> What needs to be done
List every line in the records below that contains the word "white".

> Record set

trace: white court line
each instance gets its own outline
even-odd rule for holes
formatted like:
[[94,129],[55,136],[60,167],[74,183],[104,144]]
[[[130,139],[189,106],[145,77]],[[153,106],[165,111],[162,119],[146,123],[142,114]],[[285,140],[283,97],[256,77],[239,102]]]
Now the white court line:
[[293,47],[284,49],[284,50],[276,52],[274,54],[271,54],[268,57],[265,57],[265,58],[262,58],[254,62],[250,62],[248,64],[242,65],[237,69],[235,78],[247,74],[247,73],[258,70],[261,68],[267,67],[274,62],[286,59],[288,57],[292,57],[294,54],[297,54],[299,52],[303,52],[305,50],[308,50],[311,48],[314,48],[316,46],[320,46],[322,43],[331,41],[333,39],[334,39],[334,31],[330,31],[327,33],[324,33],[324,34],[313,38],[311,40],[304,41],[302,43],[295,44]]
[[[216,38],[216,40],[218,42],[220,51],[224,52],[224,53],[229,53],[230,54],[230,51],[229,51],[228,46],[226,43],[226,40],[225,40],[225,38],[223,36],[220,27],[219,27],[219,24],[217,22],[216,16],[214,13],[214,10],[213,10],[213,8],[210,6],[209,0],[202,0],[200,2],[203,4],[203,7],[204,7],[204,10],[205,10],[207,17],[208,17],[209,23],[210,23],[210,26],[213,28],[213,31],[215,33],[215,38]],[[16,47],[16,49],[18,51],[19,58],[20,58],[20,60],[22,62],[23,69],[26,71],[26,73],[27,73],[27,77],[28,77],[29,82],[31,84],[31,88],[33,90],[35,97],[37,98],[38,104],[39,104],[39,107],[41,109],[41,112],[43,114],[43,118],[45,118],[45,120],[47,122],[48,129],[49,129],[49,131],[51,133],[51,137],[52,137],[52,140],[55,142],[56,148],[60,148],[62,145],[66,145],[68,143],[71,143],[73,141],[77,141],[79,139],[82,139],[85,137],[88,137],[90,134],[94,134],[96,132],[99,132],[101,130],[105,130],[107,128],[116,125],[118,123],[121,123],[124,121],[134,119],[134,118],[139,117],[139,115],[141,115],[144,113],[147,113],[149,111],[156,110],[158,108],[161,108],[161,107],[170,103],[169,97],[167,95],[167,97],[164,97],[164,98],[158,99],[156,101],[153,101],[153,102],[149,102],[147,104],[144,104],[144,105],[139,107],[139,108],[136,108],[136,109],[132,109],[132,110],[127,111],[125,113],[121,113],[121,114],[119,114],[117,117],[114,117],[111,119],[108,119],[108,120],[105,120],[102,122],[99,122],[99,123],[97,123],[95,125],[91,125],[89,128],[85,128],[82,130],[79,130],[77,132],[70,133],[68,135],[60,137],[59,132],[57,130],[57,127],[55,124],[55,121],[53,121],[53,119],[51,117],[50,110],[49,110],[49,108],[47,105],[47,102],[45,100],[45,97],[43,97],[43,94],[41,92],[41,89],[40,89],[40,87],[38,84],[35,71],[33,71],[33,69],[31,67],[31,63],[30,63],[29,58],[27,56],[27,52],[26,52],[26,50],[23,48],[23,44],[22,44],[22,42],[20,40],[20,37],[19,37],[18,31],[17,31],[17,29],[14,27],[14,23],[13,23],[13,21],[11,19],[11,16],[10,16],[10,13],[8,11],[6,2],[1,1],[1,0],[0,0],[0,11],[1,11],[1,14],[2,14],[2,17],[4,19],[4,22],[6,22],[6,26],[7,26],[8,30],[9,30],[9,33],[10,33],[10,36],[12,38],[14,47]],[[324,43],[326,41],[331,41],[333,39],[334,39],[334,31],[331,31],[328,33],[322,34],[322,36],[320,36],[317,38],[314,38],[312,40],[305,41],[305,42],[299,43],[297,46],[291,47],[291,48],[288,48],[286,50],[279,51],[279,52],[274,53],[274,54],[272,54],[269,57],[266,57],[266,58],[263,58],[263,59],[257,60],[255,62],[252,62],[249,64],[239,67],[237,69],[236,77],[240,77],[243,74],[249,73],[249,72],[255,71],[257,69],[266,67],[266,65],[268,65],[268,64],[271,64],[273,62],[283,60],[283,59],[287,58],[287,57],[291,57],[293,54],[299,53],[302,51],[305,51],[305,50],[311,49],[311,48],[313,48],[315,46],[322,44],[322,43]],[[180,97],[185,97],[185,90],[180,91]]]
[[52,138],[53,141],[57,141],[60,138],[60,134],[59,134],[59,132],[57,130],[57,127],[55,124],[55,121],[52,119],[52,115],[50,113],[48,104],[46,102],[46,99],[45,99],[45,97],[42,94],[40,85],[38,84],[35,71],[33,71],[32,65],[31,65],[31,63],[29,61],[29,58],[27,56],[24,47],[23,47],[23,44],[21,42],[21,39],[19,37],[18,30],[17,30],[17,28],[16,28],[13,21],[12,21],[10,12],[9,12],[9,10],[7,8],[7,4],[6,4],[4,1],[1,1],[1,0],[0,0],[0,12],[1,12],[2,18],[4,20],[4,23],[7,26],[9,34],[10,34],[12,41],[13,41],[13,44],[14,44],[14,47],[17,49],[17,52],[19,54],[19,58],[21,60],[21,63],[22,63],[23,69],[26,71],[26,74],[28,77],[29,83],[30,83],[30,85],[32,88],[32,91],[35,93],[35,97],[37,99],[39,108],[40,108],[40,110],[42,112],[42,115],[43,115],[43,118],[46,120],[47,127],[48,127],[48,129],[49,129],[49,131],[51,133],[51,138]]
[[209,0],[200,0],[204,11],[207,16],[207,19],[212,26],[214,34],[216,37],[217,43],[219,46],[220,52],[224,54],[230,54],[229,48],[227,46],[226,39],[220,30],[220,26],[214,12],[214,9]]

> Full answer
trace: white court line
Now the white court line:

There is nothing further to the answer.